■ **Supplied passage**:
See the macro approach.
>>> protected:
>>> // 3. Implement a non-virtual operator() method
>>> // ======================================
>>> bool operator()(bool x, bool y)
>>> {
>>> return x && y;
>>> }
>>> };
> Having to keep track of every component input and output (count, types, etc) in multiple places (constructor, operator(), and in external use) seems overly complex and difficult to expand on / maintain. And again, static IO configuration is quite limiting.
See the macro approach.
>>> void main()
>>> {
>>> // 1. Create a DspCircuit where we can route our components
>>> // ========================================================
>>> DspCircuit circuit;
>>> // 2. Create the internal signals
>>> DspSignal<bool> i1, i2, o;
>>> // ========================================================
>>> // 3. Create instances of the components needed for our circuit and
>>> connect the signals and the ports
>>> // ============================================================
>>> DspRandBool randBoolGen1(circuit, i1);
>>> DspRandBool randBoolGen2(circuit, i2);
>>> DspAnd logicAnd(circuit, i1,i2,o);
>>> DspPrintBool boolPrinter(circuit, o);
> Firstly, I like how the signals are referenced externally and are common between all components. This is something I need to improve on in the circuit class. ATM there is a fair amount of data copying going on.
Well, maybe more that if the connection were done to the producing
component, but this let the possibility that two components can produce
the same signal (of course only one at a time). On the domain I'm
working this is a real need. Maybe your dynamic reconfiguration can take
it in account.
> I assume that in your idea of this type of implementation, there is still a means of disconnecting and reconnecting signals at a later point? Wiring and rewiring at runtime is a large emphasis of the DSPatch design. I'm not sure wiring at construction is all that important though -I especially don't think it should be mandatory.
No I don't take the possibility to disconnect/reconnect signals/ports
dynamically in account. I need to think a bit on that. Maybe an
alternative is for a component to ignore a signal at runtime.

■ **Work request 1**: In the discussion of the DSPatch component design, what makes the reply call the approach of tracking each component's inputs and outputs overly complex? Answer in one to three sentences.
■ **Work request 2**: Resume the discussion of the DSPatch component design after its final sentence.

Extracted records
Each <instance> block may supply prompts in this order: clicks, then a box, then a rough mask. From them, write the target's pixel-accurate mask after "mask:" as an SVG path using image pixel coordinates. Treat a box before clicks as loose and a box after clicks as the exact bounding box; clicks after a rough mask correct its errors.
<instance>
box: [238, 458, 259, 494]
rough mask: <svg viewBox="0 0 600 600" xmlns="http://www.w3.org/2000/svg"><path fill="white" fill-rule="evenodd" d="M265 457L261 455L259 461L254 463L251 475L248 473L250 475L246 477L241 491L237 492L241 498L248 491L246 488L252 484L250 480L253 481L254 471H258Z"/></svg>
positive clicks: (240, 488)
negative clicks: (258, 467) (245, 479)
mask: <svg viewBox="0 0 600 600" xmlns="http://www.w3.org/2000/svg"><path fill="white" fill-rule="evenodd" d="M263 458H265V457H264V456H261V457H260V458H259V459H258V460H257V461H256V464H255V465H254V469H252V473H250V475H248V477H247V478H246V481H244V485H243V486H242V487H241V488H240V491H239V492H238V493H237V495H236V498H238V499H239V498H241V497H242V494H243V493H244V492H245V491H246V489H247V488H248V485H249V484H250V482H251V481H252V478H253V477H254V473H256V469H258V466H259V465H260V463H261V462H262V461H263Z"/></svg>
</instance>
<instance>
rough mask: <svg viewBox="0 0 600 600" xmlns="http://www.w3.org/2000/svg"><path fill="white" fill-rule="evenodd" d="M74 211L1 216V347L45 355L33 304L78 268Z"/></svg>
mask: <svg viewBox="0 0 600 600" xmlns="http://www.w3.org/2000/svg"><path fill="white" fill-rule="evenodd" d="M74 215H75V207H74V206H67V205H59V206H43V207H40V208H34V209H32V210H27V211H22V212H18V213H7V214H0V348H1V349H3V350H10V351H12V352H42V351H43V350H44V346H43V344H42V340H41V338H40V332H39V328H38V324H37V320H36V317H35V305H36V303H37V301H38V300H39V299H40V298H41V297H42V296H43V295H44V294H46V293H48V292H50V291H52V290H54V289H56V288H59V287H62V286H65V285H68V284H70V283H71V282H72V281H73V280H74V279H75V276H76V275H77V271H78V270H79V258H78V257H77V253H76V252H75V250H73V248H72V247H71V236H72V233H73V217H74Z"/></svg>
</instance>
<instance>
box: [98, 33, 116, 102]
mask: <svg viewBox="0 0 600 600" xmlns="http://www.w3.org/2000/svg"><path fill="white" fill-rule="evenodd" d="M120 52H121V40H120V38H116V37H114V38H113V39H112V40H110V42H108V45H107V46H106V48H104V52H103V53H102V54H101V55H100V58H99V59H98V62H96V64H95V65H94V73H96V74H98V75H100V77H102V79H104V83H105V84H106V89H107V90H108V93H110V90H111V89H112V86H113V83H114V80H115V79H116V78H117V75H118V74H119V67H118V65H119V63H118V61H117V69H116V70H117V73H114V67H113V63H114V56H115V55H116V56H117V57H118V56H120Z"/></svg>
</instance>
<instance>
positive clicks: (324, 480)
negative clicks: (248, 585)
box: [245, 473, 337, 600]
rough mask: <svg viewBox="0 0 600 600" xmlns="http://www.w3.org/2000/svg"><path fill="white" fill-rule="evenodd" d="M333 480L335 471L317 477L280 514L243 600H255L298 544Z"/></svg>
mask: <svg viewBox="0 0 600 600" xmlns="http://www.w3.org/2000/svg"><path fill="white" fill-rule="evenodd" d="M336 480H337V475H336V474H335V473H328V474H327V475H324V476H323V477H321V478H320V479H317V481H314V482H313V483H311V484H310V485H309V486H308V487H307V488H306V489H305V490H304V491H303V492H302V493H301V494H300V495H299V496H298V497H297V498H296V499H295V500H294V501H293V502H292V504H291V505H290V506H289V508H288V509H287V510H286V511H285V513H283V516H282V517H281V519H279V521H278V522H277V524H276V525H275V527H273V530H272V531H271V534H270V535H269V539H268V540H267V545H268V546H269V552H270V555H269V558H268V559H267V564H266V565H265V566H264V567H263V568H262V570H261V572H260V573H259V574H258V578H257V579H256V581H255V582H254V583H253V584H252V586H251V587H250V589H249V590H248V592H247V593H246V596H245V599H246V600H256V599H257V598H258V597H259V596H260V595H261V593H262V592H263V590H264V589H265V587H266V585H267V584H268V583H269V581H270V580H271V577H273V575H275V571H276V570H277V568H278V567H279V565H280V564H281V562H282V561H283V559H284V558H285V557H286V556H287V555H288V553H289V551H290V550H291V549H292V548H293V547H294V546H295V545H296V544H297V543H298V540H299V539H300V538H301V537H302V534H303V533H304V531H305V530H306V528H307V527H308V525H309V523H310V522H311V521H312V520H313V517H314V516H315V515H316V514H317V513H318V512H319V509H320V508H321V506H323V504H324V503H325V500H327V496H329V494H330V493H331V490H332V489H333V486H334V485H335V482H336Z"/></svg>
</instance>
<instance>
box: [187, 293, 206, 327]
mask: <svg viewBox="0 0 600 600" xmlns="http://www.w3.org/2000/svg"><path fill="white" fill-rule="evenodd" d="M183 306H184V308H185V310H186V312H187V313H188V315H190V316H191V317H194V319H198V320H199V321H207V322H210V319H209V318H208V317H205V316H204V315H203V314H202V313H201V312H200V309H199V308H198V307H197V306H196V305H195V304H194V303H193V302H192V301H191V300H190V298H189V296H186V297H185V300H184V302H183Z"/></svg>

■ **Written answer 1**: Every component input and output, with its count and types, has to be tracked in several places: the constructor, operator(), and external use. That makes the design hard to expand and maintain, and its static input/output configuration is also quite limiting.

■ **Written answer 2**:
> This looks like the kind of code you'd find in other dataflow libraries. However, this is exactly why I designed DSPatch, and why I designed it the way I did. In my opinion, the code is convoluted (doesn't read well). But alas, I fear that most people actually prefer this kind of syntax over mine.
Syntax preference goes after covering all the needed functionalities. So
I think that you will need to describe the needs you try to cover so
that people like me don't request why you are doing things like you do ;-)
>>> Components with several outputs should define a operator() returning the
>>> tuple of outputs.
> Much like your implementation of input configuration, tuples have to be defined at compile time and hence can't be adjusted at a later point. By design, DSPatch avoids static IO, in fact it tries to avoid anything that is static. Not only does DSPatch allow you to adjust IO types and runtime, you can add / remove IO dynamically too. E.g. An AI minimax tree where each node dynamically creates a new output, and a feedback input for each possible player move from current position.
> It may be worth mentioning (again) that DSPatch was originally designed for audio DSP applications (hence the name). Therefore runtime features like branch synchronization, dynamic routing, and adaptive IO signal types are all part of the core design requirements. These features then subsequently cover a very large range of applications, allowing for small, simple static circuits, to large, complex dynamic circuits.
> I hope this helps you understand why DSPatch is designed the way it is.
Yes it helps a lot. I will try to see how disconnection of signals could
be covered by a static design.

It would be great if the documentation describes this design rationale
and show examples where this dynamic needs are evident and why it is
impossible if not difficult to do it with a static model.